**課題内容**
過敏性腸症候群の文章から、「IBSは命に関わるような重い」で始まり「が悪化する可能性もあります。」で終わる部分を一字一句変えずに書き写せ。

**提供文章**
過敏性腸症候群

過敏性腸症候群(IBS)とは

過敏性腸症候群(IBS)とは仕事や人前に出る時など緊張する場面において、腹痛を起こしたりトイレに行きたくなったりしたことがある方も多いでしょう。大きなイベント時など時々起こる程度なら心配はいりませんが、小さな不安や緊張でもそのような症状が頻繁に起きてしまうと問題です。このような症状を過敏性腸症候群(IBS= Irritable Bowel Syndrome)といいます。
IBSは命に関わるような重い病気ではありませんが、日常生活の中で大きな不安材料になり得るでしょう。
緊張や不安が引き金になっているので、ただの心理的な問題だと見過ごされてしまいがちですが、過敏性腸症候群は正しい治療をすれば治る病気です。逆に、市販の下痢止めを服用してやり過ごすなど、自己判断で対応すると病状が悪化する可能性もあります。

**提供データ**
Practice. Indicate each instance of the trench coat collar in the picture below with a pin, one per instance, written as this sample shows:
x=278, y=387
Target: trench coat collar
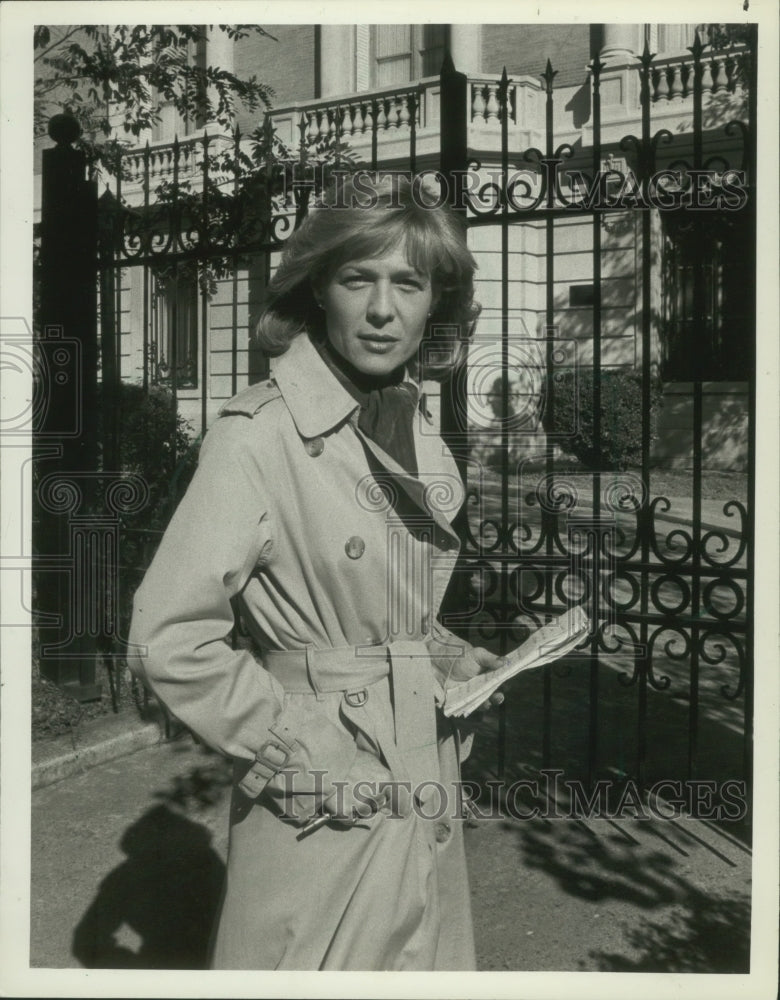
x=315, y=398
x=317, y=401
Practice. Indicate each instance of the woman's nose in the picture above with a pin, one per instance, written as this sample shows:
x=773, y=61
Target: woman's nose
x=381, y=308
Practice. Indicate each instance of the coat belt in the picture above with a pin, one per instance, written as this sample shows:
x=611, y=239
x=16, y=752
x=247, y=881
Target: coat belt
x=411, y=748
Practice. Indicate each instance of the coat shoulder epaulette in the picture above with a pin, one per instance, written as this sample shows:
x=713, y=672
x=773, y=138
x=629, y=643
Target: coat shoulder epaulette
x=252, y=399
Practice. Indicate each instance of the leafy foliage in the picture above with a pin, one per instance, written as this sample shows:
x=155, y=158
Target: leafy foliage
x=114, y=78
x=621, y=417
x=156, y=444
x=723, y=37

**課題の解答**
IBSは命に関わるような重い病気ではありませんが、日常生活の中で大きな不安材料になり得るでしょう。
緊張や不安が引き金になっているので、ただの心理的な問題だと見過ごされてしまいがちですが、過敏性腸症候群は正しい治療をすれば治る病気です。逆に、市販の下痢止めを服用してやり過ごすなど、自己判断で対応すると病状が悪化する可能性もあります。